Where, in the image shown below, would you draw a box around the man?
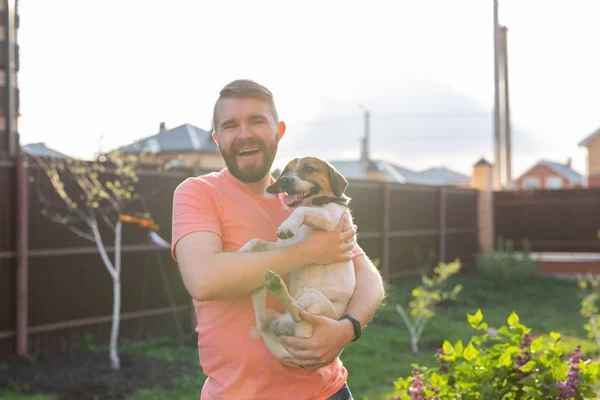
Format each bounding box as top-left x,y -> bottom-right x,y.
172,80 -> 384,400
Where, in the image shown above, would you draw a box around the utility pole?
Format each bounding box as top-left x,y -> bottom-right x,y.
358,103 -> 371,163
493,0 -> 502,190
499,26 -> 513,189
3,0 -> 20,158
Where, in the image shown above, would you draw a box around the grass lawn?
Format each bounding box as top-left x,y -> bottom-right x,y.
0,272 -> 597,400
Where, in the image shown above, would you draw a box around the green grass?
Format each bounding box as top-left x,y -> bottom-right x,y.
342,272 -> 596,400
0,272 -> 597,400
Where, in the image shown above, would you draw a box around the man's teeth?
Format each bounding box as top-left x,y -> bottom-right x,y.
238,148 -> 258,156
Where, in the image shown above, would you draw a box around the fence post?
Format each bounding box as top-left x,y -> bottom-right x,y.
439,186 -> 448,262
381,182 -> 390,284
15,155 -> 29,357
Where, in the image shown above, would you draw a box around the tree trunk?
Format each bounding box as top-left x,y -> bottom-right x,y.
110,278 -> 121,369
110,221 -> 123,369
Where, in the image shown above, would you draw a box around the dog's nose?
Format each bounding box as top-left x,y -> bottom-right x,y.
279,175 -> 294,192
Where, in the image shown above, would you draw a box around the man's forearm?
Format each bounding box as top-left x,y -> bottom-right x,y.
192,244 -> 305,301
346,255 -> 385,328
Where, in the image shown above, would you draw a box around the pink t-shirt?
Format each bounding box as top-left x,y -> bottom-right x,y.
172,169 -> 364,400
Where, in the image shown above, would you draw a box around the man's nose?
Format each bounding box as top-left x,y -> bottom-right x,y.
239,122 -> 250,136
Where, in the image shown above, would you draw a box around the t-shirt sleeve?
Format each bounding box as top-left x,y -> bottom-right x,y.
171,179 -> 222,261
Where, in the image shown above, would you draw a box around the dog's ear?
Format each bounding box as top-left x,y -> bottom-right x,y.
326,163 -> 348,197
267,164 -> 289,194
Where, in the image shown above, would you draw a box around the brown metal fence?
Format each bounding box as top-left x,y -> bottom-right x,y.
494,188 -> 600,252
0,162 -> 478,356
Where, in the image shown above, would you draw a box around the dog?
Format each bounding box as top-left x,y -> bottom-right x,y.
239,157 -> 356,360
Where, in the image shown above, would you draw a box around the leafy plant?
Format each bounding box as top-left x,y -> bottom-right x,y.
475,236 -> 539,286
396,260 -> 462,354
395,310 -> 599,400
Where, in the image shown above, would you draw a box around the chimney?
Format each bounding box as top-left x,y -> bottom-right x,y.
360,110 -> 371,163
471,158 -> 494,191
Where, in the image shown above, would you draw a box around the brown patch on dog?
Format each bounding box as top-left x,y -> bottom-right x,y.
267,157 -> 348,203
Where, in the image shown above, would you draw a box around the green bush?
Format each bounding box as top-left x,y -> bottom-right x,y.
395,310 -> 599,400
475,237 -> 539,285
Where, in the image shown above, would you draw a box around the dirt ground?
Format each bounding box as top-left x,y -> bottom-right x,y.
0,349 -> 198,400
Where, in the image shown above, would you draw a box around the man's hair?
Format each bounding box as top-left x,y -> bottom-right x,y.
212,79 -> 279,132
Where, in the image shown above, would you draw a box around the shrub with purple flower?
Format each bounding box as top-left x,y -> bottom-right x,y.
395,310 -> 600,400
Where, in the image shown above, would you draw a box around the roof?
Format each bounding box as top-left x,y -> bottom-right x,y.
474,158 -> 492,167
519,160 -> 585,184
21,142 -> 69,158
419,167 -> 471,185
329,160 -> 471,185
117,124 -> 219,154
579,129 -> 600,146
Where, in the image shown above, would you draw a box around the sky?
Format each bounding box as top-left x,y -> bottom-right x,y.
14,0 -> 600,180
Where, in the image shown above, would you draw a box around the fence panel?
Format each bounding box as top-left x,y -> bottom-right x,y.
494,188 -> 600,252
0,165 -> 477,356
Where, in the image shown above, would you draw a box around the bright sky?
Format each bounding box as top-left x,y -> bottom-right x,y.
19,0 -> 600,175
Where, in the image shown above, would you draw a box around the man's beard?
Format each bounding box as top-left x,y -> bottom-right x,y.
220,139 -> 279,183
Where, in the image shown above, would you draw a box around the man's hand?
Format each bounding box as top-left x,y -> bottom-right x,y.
279,310 -> 354,369
298,214 -> 356,265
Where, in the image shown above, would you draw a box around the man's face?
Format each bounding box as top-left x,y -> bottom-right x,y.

# WHAT IS REQUIRED
Count the lines in the items above that contain the string "brown", matching case exactly. Reply with only the number.

# EXERCISE RESULT
2